PROVIDED RECORDS =
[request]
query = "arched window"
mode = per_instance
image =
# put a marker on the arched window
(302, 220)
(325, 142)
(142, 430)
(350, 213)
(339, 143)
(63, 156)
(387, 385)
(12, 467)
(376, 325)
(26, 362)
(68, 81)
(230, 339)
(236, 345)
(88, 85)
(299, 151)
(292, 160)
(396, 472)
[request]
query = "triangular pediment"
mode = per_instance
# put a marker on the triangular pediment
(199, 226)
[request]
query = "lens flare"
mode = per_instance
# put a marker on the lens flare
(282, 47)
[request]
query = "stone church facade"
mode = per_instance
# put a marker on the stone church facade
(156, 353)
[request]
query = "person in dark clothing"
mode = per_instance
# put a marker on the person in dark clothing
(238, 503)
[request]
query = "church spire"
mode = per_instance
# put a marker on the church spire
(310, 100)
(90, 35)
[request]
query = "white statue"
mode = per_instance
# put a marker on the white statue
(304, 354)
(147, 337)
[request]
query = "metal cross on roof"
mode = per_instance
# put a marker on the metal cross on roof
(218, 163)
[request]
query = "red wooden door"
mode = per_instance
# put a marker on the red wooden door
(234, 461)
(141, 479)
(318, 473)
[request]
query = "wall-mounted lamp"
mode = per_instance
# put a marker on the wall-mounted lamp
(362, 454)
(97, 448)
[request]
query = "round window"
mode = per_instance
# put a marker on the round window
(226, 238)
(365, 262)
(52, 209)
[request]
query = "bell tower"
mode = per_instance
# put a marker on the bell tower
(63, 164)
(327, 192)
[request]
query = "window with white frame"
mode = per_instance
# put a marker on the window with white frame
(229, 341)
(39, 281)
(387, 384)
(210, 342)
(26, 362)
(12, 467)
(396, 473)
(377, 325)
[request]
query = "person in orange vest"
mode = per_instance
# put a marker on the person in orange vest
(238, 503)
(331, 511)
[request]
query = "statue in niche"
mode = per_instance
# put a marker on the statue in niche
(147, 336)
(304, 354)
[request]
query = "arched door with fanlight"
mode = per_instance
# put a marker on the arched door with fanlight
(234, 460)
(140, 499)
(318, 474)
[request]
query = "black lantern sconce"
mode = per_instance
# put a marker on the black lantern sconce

BRIEF = Please reproduce each line exactly as written.

RESULT FOR THIS TASK =
[request]
query = "arched window"
mode = per_instance
image =
# put a marker on the arched window
(302, 220)
(325, 142)
(142, 430)
(350, 213)
(339, 143)
(63, 156)
(387, 385)
(12, 467)
(376, 325)
(26, 362)
(68, 81)
(230, 339)
(236, 345)
(88, 85)
(299, 151)
(292, 160)
(396, 472)
[request]
query = "triangular pediment"
mode = per_instance
# put a marker on the triangular pediment
(199, 226)
[request]
query = "lens flare"
mode = per_instance
# put a marker on the lens flare
(282, 47)
[request]
query = "stone church facade"
mode = per_instance
# put a marker on the stone church facade
(156, 353)
[request]
query = "person in dark clothing"
mode = per_instance
# put a marker on the person in dark clothing
(238, 503)
[request]
query = "church spire"
mode = per_instance
# put a marker on the church spire
(310, 100)
(90, 35)
[request]
query = "white statue"
mode = per_instance
# put a marker on the white statue
(304, 354)
(147, 337)
[request]
query = "metal cross on roof"
mode = per_instance
# put a marker on the metal cross on roof
(218, 163)
[request]
query = "red wooden door"
mode = per_instance
# put a marker on the red wooden door
(234, 461)
(141, 479)
(318, 473)
[request]
query = "wall-mounted lamp"
mode = per_instance
# put a marker on the wall-mounted lamp
(362, 454)
(97, 448)
[request]
query = "round window"
mode = per_instance
# put a marker on the round window
(226, 238)
(365, 262)
(52, 209)
[request]
query = "bell tower"
mode = per_instance
# put a marker on the bell tower
(63, 164)
(327, 192)
[request]
query = "window with white frame"
mode = per_instance
# put a marker on the window with white frame
(229, 341)
(39, 281)
(387, 384)
(210, 342)
(26, 362)
(12, 467)
(396, 473)
(377, 325)
[request]
query = "person in orange vest"
mode = per_instance
# put a marker on the person in orange vest
(238, 503)
(331, 511)
[request]
query = "statue in niche"
mode = per_instance
# put a marker on the statue in niche
(147, 336)
(304, 354)
[request]
query = "arched door with fanlight"
mode = per_instance
# put a marker on the arched door with fanlight
(234, 460)
(140, 499)
(318, 474)
[request]
query = "black lantern sconce"
mode = per_instance
# put a marker on the black lantern sconce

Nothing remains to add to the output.